Entries from a pointing dataset
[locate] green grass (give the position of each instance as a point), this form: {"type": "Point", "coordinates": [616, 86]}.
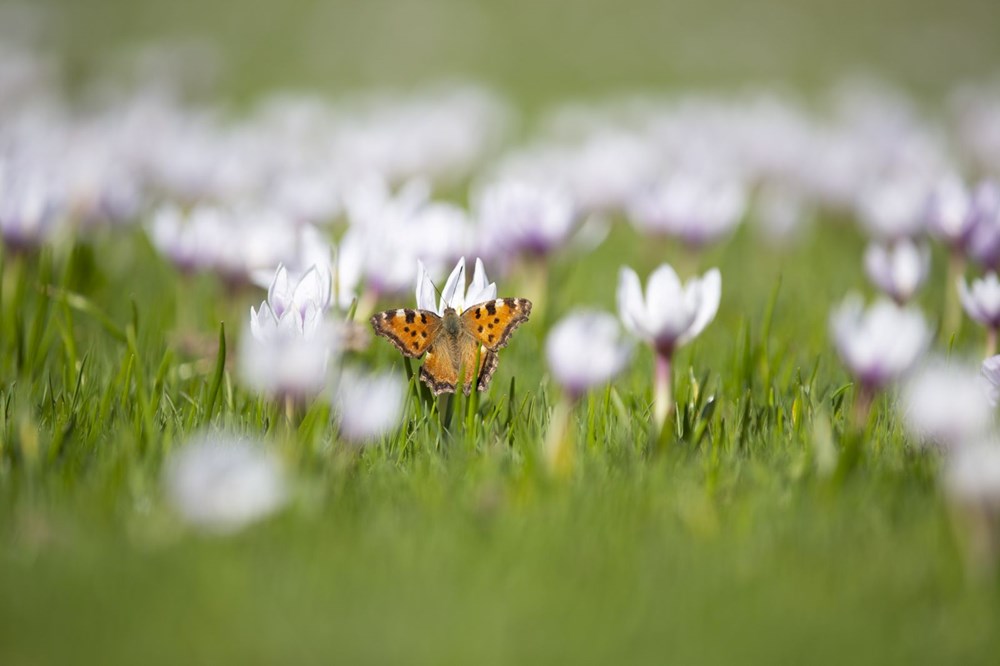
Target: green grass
{"type": "Point", "coordinates": [457, 547]}
{"type": "Point", "coordinates": [737, 544]}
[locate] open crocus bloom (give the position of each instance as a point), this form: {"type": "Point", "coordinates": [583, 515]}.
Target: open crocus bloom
{"type": "Point", "coordinates": [945, 404]}
{"type": "Point", "coordinates": [454, 294]}
{"type": "Point", "coordinates": [981, 300]}
{"type": "Point", "coordinates": [898, 269]}
{"type": "Point", "coordinates": [311, 289]}
{"type": "Point", "coordinates": [669, 314]}
{"type": "Point", "coordinates": [880, 344]}
{"type": "Point", "coordinates": [221, 483]}
{"type": "Point", "coordinates": [585, 349]}
{"type": "Point", "coordinates": [369, 405]}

__Instruction__.
Without the pictures, restate each entry exactly.

__Written reply__.
[locate] green grass (give the position of each instance as a point), this form: {"type": "Point", "coordinates": [616, 86]}.
Target: green grass
{"type": "Point", "coordinates": [457, 547]}
{"type": "Point", "coordinates": [737, 544]}
[locate] open crocus bloom (give the position of each instance as a point), this form: {"type": "Point", "coordinates": [583, 515]}.
Target: open crocus bloom
{"type": "Point", "coordinates": [945, 404]}
{"type": "Point", "coordinates": [454, 294]}
{"type": "Point", "coordinates": [981, 300]}
{"type": "Point", "coordinates": [898, 269]}
{"type": "Point", "coordinates": [311, 289]}
{"type": "Point", "coordinates": [669, 314]}
{"type": "Point", "coordinates": [880, 344]}
{"type": "Point", "coordinates": [221, 483]}
{"type": "Point", "coordinates": [585, 349]}
{"type": "Point", "coordinates": [369, 405]}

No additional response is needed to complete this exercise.